** Selected excerpt **
A graybody that absorbs only a proportion of incident radiation also emits a proportion of the blackbody radiation. For our models we assume the proportion absorbed is the same as the proportion emitted. This absorption/emission propotion is exactly the emissivity of the object. So, for a graybody at temperature, \(T\text{,}\) with emissivity \(\epsilon\) the total energy, \(J\text{,}\) emitted per unit area per unit time is \(J =\epsilon\sigma T^4 j/sm^2 \text{.}\)

Checkpoint 4.7.8.

What is the amount of radiation, \(J \text{,}\) emitted by radiating bodies with minimal and maximal emissivity. Why does this make sense?
When the emissivity of a radiating body is 0, the body emits \(J = \epsilon \sigma T^4 = 0 j/sm^2 \text{.}\) So a body that absorbs no incident radiation also emits no radiation. When the emissivity is 1, the body emits \(J = \epsilon \sigma T^4 = \sigma T^4 j/sm^2\) which matches that of a

Subsection 4.7.2 Modeling the Green House Effect

Our goal is not to create a perfect model that caputes every physical detail but rather invoke some simple mathematics so that we can view the conceptual model through an analytical lense. In the process we will introduce and engage with the mathematical thought that goes into modeling. We will work our way up step by step each time making a single generalization reflecting a bit more physical reality.

** Record extracts **
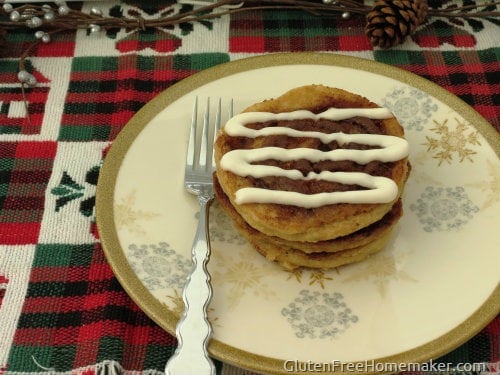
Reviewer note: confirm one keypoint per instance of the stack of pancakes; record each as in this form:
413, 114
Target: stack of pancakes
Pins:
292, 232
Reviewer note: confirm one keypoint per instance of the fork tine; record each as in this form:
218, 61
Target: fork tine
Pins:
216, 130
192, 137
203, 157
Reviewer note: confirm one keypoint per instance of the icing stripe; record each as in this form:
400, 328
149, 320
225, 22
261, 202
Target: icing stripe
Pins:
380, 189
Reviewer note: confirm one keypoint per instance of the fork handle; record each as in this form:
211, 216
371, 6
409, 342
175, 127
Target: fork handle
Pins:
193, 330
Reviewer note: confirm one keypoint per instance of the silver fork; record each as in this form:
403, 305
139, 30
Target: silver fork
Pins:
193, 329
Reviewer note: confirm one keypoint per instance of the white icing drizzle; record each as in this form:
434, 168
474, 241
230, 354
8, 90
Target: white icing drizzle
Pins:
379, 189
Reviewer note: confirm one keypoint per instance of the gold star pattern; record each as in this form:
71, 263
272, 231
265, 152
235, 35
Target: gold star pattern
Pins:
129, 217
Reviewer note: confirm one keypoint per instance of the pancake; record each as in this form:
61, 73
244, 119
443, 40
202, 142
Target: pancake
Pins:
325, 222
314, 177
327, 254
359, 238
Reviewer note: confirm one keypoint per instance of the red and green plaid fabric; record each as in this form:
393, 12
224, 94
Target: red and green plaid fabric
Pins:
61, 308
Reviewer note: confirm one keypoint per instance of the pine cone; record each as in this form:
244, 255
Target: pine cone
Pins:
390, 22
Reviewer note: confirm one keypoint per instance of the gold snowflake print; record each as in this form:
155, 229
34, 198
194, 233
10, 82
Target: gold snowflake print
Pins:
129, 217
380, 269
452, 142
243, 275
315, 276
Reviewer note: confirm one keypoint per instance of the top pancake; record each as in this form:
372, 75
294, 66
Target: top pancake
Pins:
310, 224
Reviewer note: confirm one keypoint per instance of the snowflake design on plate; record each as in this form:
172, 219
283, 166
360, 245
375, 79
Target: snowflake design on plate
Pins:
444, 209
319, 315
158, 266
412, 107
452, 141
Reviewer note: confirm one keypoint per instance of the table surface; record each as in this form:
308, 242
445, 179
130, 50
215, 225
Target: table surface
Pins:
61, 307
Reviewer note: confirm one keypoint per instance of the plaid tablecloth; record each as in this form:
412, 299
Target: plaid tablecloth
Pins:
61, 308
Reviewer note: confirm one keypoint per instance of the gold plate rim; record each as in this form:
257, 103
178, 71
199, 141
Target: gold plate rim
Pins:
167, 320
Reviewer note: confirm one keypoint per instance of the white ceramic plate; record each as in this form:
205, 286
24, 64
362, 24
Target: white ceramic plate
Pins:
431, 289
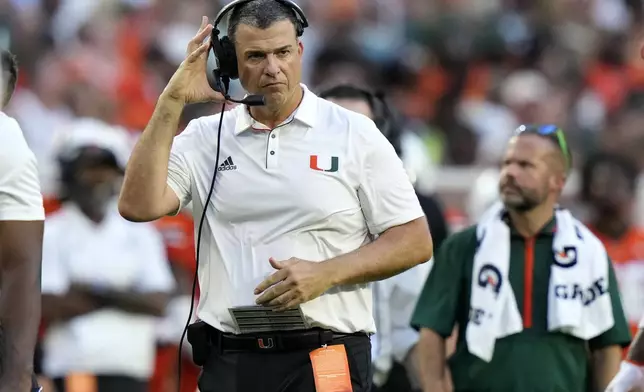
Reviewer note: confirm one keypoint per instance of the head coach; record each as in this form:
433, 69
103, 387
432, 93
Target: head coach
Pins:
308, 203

---

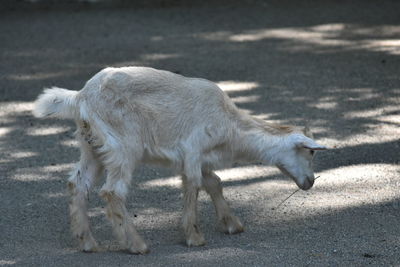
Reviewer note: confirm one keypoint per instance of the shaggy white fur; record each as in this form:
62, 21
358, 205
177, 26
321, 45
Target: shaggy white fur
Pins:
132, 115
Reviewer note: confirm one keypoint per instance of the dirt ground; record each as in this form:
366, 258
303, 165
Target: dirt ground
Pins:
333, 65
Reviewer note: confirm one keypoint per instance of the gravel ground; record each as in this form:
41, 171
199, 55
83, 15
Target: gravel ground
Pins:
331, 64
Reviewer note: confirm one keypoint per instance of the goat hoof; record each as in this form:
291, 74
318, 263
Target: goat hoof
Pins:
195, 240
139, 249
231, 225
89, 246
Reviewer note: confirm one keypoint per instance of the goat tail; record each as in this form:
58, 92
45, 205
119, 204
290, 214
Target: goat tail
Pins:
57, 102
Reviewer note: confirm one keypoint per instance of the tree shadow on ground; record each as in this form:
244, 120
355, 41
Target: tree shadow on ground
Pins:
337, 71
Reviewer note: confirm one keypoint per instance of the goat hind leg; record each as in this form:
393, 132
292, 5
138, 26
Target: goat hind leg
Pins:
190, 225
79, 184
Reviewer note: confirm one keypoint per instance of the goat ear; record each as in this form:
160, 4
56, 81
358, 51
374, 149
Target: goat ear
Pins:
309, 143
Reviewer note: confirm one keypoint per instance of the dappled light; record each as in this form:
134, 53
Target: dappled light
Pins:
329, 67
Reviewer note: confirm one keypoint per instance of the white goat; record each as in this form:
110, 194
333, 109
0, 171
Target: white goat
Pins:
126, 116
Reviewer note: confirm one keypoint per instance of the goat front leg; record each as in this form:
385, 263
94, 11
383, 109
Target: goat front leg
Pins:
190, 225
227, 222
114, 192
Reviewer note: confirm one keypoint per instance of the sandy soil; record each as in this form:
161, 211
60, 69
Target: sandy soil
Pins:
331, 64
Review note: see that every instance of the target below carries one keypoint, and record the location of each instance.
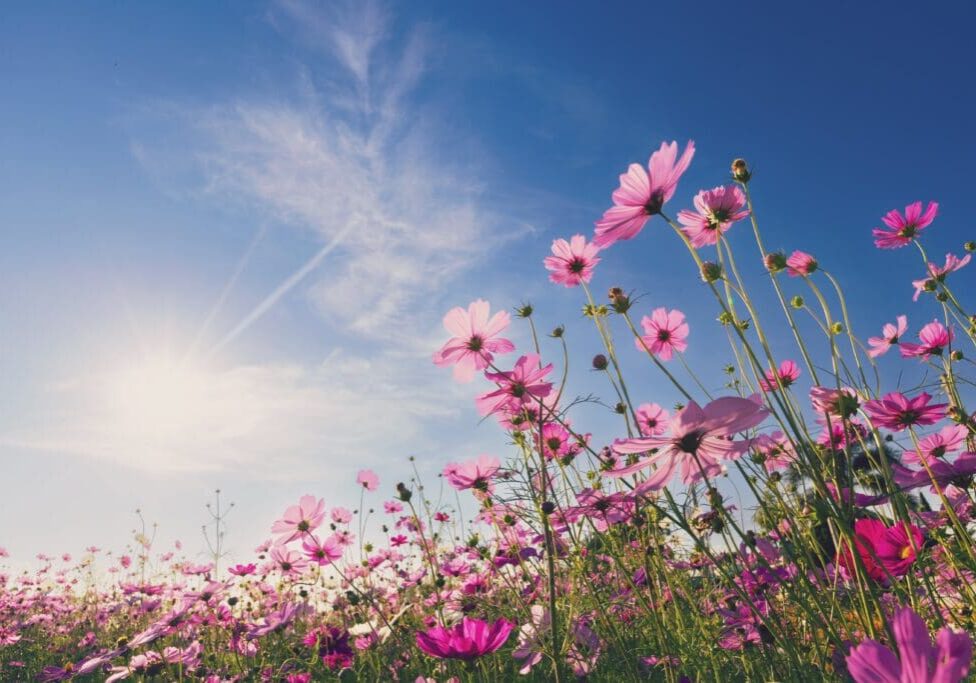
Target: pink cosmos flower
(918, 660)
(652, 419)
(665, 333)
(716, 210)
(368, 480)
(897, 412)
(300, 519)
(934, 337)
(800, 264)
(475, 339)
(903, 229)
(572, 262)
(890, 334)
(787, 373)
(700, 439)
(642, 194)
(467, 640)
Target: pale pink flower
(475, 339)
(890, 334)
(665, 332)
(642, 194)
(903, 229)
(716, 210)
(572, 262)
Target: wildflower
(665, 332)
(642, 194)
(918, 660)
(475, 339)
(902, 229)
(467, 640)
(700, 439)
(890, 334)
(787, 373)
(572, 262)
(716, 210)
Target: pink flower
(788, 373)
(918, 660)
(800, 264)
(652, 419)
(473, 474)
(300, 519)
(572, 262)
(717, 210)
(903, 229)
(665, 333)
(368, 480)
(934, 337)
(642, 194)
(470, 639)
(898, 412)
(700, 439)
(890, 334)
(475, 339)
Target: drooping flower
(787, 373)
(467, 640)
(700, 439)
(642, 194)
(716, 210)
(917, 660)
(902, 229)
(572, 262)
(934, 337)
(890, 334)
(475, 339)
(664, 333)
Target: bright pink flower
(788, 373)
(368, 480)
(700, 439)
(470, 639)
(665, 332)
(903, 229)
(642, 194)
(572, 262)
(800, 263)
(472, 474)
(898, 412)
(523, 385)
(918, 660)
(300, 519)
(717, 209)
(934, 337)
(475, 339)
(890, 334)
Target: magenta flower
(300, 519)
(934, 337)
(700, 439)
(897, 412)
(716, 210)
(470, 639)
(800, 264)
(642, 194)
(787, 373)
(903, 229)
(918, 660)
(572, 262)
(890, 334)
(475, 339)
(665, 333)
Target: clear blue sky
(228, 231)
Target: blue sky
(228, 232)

---

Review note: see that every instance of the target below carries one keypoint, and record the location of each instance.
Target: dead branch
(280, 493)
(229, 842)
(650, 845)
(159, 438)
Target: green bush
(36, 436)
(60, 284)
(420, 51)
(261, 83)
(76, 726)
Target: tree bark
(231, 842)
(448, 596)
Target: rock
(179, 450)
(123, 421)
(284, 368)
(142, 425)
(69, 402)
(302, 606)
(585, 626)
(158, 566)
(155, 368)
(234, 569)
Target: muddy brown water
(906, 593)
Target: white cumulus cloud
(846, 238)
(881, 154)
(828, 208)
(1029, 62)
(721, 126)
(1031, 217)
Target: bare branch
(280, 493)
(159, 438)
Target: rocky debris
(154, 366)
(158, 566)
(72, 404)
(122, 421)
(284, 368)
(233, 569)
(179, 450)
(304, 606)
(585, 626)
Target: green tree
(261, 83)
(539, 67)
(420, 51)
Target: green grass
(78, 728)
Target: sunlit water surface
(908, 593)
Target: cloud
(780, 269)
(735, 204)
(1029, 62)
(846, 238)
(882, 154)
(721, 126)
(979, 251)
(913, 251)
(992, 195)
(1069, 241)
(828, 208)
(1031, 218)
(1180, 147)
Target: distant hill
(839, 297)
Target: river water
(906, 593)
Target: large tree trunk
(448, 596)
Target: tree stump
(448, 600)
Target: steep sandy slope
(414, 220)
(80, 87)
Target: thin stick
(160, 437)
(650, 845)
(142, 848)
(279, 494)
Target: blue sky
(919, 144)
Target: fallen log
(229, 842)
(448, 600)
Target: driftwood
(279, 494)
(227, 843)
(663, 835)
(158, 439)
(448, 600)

** Instruction A **
In the graybody radiation excerpt, what do the models assume about the proportion of incident radiation a graybody absorbs?
** Instruction B **
Copy out the graybody radiation excerpt word for word, beginning at the words "A graybody that" and stopping after the words "Checkpoint 4.7.8.".
The data play no part in what comes next.

** Full solution A **
They assume the proportion absorbed is the same as the proportion emitted.

** Full solution B **
A graybody that absorbs only a proportion of incident radiation also emits a proportion of the blackbody radiation. For our models we assume the proportion absorbed is the same as the proportion emitted. This absorption/emission propotion is exactly the emissivity of the object. So, for a graybody at temperature, \(T\text{,}\) with emissivity \(\epsilon\) the total energy, \(J\text{,}\) emitted per unit area per unit time is \(J =\epsilon\sigma T^4 j/sm^2 \text{.}\)

Checkpoint 4.7.8.